# EXERCISE REQUIREMENTS
Exact wording is required: transcribe all the entries and leave the images out.

-- AVAILABLE DATA follows --

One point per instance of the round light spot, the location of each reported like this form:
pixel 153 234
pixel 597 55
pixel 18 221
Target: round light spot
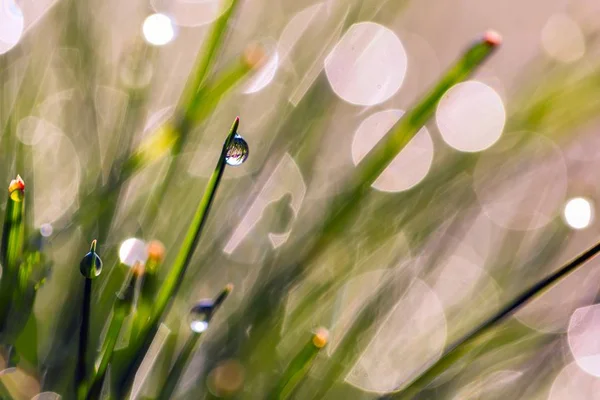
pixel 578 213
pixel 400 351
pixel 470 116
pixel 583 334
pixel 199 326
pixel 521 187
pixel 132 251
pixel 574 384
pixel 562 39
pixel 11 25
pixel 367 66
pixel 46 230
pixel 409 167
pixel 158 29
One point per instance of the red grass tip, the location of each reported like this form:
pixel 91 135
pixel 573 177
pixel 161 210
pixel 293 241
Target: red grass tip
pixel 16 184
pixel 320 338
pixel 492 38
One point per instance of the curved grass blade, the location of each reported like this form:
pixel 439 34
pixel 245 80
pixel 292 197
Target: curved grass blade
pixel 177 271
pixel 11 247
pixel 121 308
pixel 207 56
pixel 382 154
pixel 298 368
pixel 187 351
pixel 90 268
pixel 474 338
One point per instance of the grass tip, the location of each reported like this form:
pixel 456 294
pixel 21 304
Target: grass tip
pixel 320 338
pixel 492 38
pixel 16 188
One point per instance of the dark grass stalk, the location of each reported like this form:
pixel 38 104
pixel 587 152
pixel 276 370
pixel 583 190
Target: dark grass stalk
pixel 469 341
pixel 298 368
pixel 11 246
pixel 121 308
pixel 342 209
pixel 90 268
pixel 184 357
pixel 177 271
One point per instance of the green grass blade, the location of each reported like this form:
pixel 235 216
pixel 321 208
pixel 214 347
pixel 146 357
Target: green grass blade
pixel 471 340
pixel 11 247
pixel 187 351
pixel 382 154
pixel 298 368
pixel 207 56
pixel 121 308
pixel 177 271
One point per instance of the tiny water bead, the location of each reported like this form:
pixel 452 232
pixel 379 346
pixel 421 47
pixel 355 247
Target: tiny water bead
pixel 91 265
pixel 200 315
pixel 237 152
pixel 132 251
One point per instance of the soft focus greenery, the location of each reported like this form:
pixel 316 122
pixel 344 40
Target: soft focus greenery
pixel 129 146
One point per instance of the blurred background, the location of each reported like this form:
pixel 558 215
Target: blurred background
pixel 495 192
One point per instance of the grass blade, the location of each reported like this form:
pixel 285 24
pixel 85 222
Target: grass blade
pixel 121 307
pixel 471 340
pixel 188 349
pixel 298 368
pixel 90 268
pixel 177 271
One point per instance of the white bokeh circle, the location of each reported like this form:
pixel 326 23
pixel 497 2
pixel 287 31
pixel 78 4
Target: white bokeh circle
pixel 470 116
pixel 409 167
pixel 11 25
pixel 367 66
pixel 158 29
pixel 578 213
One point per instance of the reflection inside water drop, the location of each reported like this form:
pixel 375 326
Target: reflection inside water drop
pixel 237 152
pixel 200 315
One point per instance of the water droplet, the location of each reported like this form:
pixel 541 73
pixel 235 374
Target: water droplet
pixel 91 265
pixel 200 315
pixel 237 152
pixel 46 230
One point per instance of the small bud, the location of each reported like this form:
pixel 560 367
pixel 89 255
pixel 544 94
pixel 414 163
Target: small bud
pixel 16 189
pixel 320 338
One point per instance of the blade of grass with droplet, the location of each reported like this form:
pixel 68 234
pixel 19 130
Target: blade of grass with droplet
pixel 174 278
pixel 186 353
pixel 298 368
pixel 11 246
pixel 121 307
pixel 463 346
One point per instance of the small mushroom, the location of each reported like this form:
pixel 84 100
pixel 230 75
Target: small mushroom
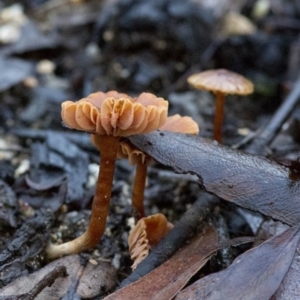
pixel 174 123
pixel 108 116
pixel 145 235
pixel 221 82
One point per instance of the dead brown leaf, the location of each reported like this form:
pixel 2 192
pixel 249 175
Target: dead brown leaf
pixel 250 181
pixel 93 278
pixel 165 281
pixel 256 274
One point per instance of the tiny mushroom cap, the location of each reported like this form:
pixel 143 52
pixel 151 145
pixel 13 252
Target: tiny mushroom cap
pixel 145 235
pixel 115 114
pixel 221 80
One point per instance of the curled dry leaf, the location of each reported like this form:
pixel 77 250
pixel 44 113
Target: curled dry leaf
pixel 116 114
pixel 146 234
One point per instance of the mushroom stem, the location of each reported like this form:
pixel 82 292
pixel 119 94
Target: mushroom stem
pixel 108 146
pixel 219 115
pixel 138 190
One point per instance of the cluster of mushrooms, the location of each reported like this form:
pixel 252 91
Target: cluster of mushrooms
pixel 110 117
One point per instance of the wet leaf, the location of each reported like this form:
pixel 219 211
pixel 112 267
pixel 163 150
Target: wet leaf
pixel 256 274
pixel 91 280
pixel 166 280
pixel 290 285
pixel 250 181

-- AVAILABLE DATA concluded --

# EXPECTED OUTPUT
One point per instance of the round light spot, the location of each reported like this form:
pixel 153 234
pixel 597 55
pixel 18 221
Target: round light spot
pixel 578 213
pixel 400 351
pixel 470 116
pixel 583 334
pixel 199 326
pixel 521 187
pixel 132 251
pixel 574 384
pixel 562 39
pixel 11 25
pixel 367 66
pixel 46 230
pixel 409 167
pixel 158 29
One point per instance of the red grass tip, the location of each reported like this form:
pixel 91 135
pixel 573 177
pixel 161 210
pixel 293 241
Target: red grass tip
pixel 16 184
pixel 320 338
pixel 492 38
One point per instance of the curved grass blade, the location of each reported like this form:
pixel 439 34
pixel 245 80
pixel 292 197
Target: curved grass blade
pixel 177 271
pixel 11 247
pixel 121 308
pixel 207 56
pixel 382 154
pixel 298 368
pixel 187 351
pixel 90 268
pixel 474 338
One point per instance of the grass tip, the location of each reported like this form:
pixel 456 294
pixel 21 304
Target: grass tip
pixel 320 338
pixel 492 38
pixel 16 188
One point per instance of the dark grass stalk, the location of each reported like this form:
pixel 38 104
pixel 587 152
pixel 276 370
pixel 583 190
Target: dark grass stalk
pixel 469 341
pixel 298 368
pixel 11 246
pixel 121 308
pixel 342 209
pixel 90 268
pixel 184 357
pixel 177 271
One point per instance of the green grass blade, the location of each reported like this form:
pixel 235 216
pixel 321 208
pixel 214 347
pixel 146 357
Target: green grass blade
pixel 471 340
pixel 11 247
pixel 187 351
pixel 382 154
pixel 298 368
pixel 207 56
pixel 121 308
pixel 177 271
One point per instance of the tiny water bead, the location of each reported like this form:
pixel 452 232
pixel 379 346
pixel 421 47
pixel 355 247
Target: tiny water bead
pixel 91 265
pixel 200 315
pixel 237 152
pixel 132 251
One point per instance of the soft focus greenery, the location of each reported like this form:
pixel 316 122
pixel 344 40
Target: soft focus greenery
pixel 129 146
One point per instance of the blurred background, the location of each reported like this form:
pixel 558 215
Target: blurred background
pixel 495 192
One point per instance of the grass blade, the location of each reported like this form:
pixel 285 24
pixel 85 222
Target: grass blade
pixel 121 307
pixel 471 340
pixel 188 349
pixel 298 368
pixel 90 268
pixel 177 271
One point per instance of the white bokeh circle, the location of each reported like this form:
pixel 326 23
pixel 497 2
pixel 287 31
pixel 78 4
Target: white bokeh circle
pixel 470 116
pixel 409 167
pixel 11 25
pixel 367 66
pixel 158 29
pixel 578 213
One point per instance of the reflection inside water drop, the location of each reported like this form:
pixel 375 326
Target: reflection inside water drop
pixel 237 152
pixel 200 315
One point per instance of the water droplet, the location of each reported like this form:
pixel 541 73
pixel 235 374
Target: water droplet
pixel 91 265
pixel 200 315
pixel 237 152
pixel 46 230
One point per instance of the small bud, the location of each reported like this form:
pixel 560 367
pixel 89 255
pixel 544 94
pixel 414 163
Target: small bud
pixel 16 189
pixel 320 338
One point per instance of the blade of grass with droplet, the location of each reported like this form:
pixel 68 234
pixel 19 130
Target: blade of grass with droplet
pixel 174 278
pixel 186 353
pixel 298 368
pixel 11 246
pixel 121 307
pixel 463 346
One point per instance of the small mushroom, the location of each reported like this form:
pixel 84 100
pixel 230 75
Target: small mushroom
pixel 174 123
pixel 108 116
pixel 145 235
pixel 221 82
One point per instance of the dead brown leaf, the location of each reported like this form:
pixel 2 192
pixel 249 175
Target: dead brown leaf
pixel 250 181
pixel 93 278
pixel 165 281
pixel 256 274
One point per instance of the tiny mushroom cap, the location of each reported like this form:
pixel 143 52
pixel 151 145
pixel 13 252
Target: tiny mushroom cap
pixel 145 235
pixel 115 114
pixel 221 80
One point per instance of the curled dry leaf, the location of each reported like this form:
pixel 77 250
pixel 44 113
Target: curled dry leaf
pixel 116 114
pixel 146 234
One point per instance of the mushroom stem, the location of each reported like this form:
pixel 82 292
pixel 119 94
Target: mushroom stem
pixel 108 146
pixel 219 115
pixel 138 190
One point per instance of the cluster of mushrooms, the location of each reported like this form:
pixel 252 91
Target: cluster of mushrooms
pixel 110 117
One point per instance of the wet leaf, the location of each reported like this form:
pixel 219 211
pixel 112 267
pixel 163 150
Target: wet leaf
pixel 256 274
pixel 91 280
pixel 166 280
pixel 290 285
pixel 250 181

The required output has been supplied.